◆ SELECTED PASSAGE
Biography Anneke Ingwersen
Biography Anneke Ingwersen
Anneke Ingwersen (born in Germany) works as an artist and artist educator based in the Netherlands. A year long stay in the Czech Republic in 1992 made a lifelong impression on her around topics as belonging, migration and cultural identity/diversity.
Initially trained as an art therapist and later as an artist Ingwersen holds an artistic practice around how the shadow could serve as a metaphor for another view on belonging, migration and coloniality of power. Since her Master studies at the Dutch Art Institute of ArtEZ, NL, in 2015 Ingwersen had used her methods to investigate the European Colonial history and its traces in our post-colonial Now, in regard to topics as social discrimination and education.

◆ WHAT THIS TASK INVOLVES
Reproduce the stretch of the biography from "Initially trained as" through "discrimination and education.", swapping "shadow" for "mirror". The material after this point is separate from the biography.

◆ Data drawn from a collection
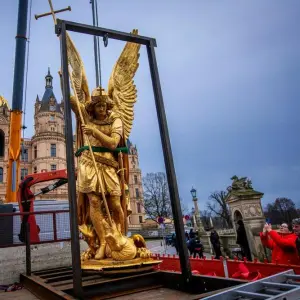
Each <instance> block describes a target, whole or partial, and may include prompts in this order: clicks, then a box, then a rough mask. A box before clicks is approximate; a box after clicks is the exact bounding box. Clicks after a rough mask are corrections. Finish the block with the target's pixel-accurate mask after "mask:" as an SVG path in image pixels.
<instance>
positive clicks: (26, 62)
mask: <svg viewBox="0 0 300 300" xmlns="http://www.w3.org/2000/svg"><path fill="white" fill-rule="evenodd" d="M31 10H32V0H30V6H29V20H28V38H27V43H28V47H27V55H26V73H25V89H24V110H23V125H22V129H23V131H22V136H23V142H22V149H21V153H22V154H23V153H24V150H25V142H24V139H25V129H26V126H25V121H26V103H27V83H28V62H29V48H30V47H29V45H30V33H31ZM21 158H22V156H21ZM25 163H26V162H25V160H24V161H23V165H24V166H25Z"/></svg>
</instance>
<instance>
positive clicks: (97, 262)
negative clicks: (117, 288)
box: [81, 257, 162, 274]
mask: <svg viewBox="0 0 300 300" xmlns="http://www.w3.org/2000/svg"><path fill="white" fill-rule="evenodd" d="M161 262H162V261H161V260H156V259H153V258H140V257H138V258H134V259H130V260H125V261H116V260H113V259H111V258H106V259H101V260H96V259H90V260H86V261H83V262H81V269H82V270H84V271H98V272H101V273H102V274H128V273H138V272H144V271H149V270H151V269H153V267H154V266H156V265H158V264H160V263H161Z"/></svg>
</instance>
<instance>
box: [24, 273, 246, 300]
mask: <svg viewBox="0 0 300 300" xmlns="http://www.w3.org/2000/svg"><path fill="white" fill-rule="evenodd" d="M20 279H21V283H23V284H24V286H25V288H26V289H27V290H29V291H30V292H31V293H33V294H34V295H35V296H36V297H38V298H39V299H47V300H49V299H50V300H52V299H53V300H58V299H68V300H70V299H76V298H75V297H74V293H73V270H72V267H64V268H55V269H48V270H43V271H37V272H33V273H32V275H31V276H27V275H23V274H21V275H20ZM245 282H246V281H243V280H236V279H228V278H226V279H225V278H221V277H213V276H199V275H194V276H192V279H191V283H190V284H189V289H188V291H186V288H185V287H184V284H183V282H182V276H181V273H177V272H165V271H155V270H153V271H147V272H143V273H138V274H130V275H128V274H127V275H121V276H120V275H118V276H116V275H114V276H112V275H111V276H109V277H108V276H107V275H105V276H103V275H102V274H99V273H96V272H94V273H91V272H89V273H87V272H84V271H83V273H82V288H83V292H84V297H83V298H84V299H91V300H100V299H101V300H102V299H145V295H147V297H146V298H147V299H149V300H150V299H156V300H158V299H203V298H205V297H207V296H211V295H213V294H215V293H218V292H220V291H222V290H225V289H228V288H232V287H234V286H237V285H240V284H244V283H245Z"/></svg>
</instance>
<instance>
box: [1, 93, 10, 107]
mask: <svg viewBox="0 0 300 300" xmlns="http://www.w3.org/2000/svg"><path fill="white" fill-rule="evenodd" d="M4 105H6V106H7V107H8V108H9V104H8V102H7V100H6V99H5V98H4V97H3V96H1V95H0V107H1V106H4Z"/></svg>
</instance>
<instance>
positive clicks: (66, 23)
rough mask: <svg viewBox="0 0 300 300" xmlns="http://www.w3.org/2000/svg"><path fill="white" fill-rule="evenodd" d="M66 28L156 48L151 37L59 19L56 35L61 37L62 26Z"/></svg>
mask: <svg viewBox="0 0 300 300" xmlns="http://www.w3.org/2000/svg"><path fill="white" fill-rule="evenodd" d="M63 24H64V26H65V28H66V30H69V31H74V32H79V33H85V34H90V35H96V36H102V37H103V36H105V35H107V36H108V38H109V39H114V40H119V41H124V42H133V43H137V44H141V45H146V46H147V45H149V44H150V42H152V44H153V45H154V47H156V46H157V45H156V40H155V39H153V38H150V37H145V36H141V35H133V34H131V33H127V32H122V31H117V30H112V29H107V28H102V27H94V26H91V25H86V24H80V23H75V22H70V21H66V20H60V19H57V25H56V26H55V33H56V34H58V35H60V34H61V31H62V26H63Z"/></svg>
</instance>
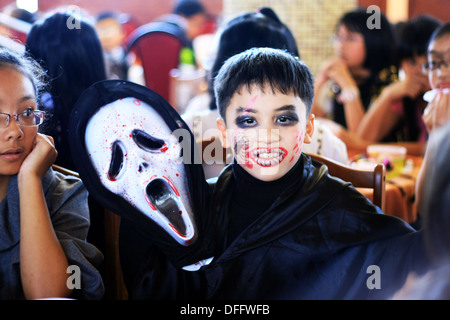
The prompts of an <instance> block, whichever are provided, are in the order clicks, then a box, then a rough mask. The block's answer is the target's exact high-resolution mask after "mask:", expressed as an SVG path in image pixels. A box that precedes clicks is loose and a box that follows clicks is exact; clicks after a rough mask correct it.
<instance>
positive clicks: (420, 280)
mask: <svg viewBox="0 0 450 320" xmlns="http://www.w3.org/2000/svg"><path fill="white" fill-rule="evenodd" d="M449 53H450V23H449V22H447V23H445V24H444V25H442V26H441V27H440V28H439V29H438V30H436V31H435V32H434V33H433V36H432V37H431V40H430V43H429V46H428V50H427V60H428V61H427V62H426V63H425V64H424V65H423V69H424V71H425V72H426V73H427V74H428V79H429V81H430V85H431V88H432V90H433V91H432V92H433V95H434V97H431V98H430V99H429V100H430V103H429V104H428V106H427V109H426V110H425V113H424V121H425V123H426V124H427V128H428V130H429V132H430V138H429V141H428V145H427V151H426V153H425V157H424V161H423V164H422V167H421V170H420V174H419V179H418V181H417V184H416V195H417V197H416V203H417V207H418V211H419V213H420V216H421V225H422V228H423V232H424V235H425V240H426V244H427V249H428V251H429V252H430V255H431V257H432V261H433V269H432V270H430V271H429V272H427V273H426V274H425V275H423V276H418V275H415V274H411V275H410V277H409V278H408V281H407V283H406V284H405V286H404V287H403V288H402V289H401V290H400V291H399V292H397V293H396V294H395V295H394V299H398V300H406V299H408V300H418V299H420V300H449V299H450V245H449V244H450V238H449V232H448V230H449V229H450V215H449V210H448V207H449V204H450V201H449V199H450V183H449V181H450V167H449V165H448V158H449V157H450V139H449V136H450V92H449V91H448V88H450V68H449V66H450V57H449Z"/></svg>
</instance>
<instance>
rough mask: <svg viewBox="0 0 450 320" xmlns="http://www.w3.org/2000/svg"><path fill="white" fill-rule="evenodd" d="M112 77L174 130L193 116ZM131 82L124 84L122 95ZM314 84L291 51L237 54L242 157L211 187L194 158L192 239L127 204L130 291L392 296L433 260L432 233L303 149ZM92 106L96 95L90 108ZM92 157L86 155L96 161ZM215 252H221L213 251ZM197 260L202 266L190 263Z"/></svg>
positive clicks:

◆ SOLUTION TO THIS TASK
Initially trained as an art therapist and later as an artist Ingwersen holds an artistic practice around how the mirror could serve as a metaphor for another view on belonging, migration and coloniality of power. Since her Master studies at the Dutch Art Institute of ArtEZ, NL, in 2015 Ingwersen had used her methods to investigate the European Colonial history and its traces in our post-colonial Now, in regard to topics as social discrimination and education.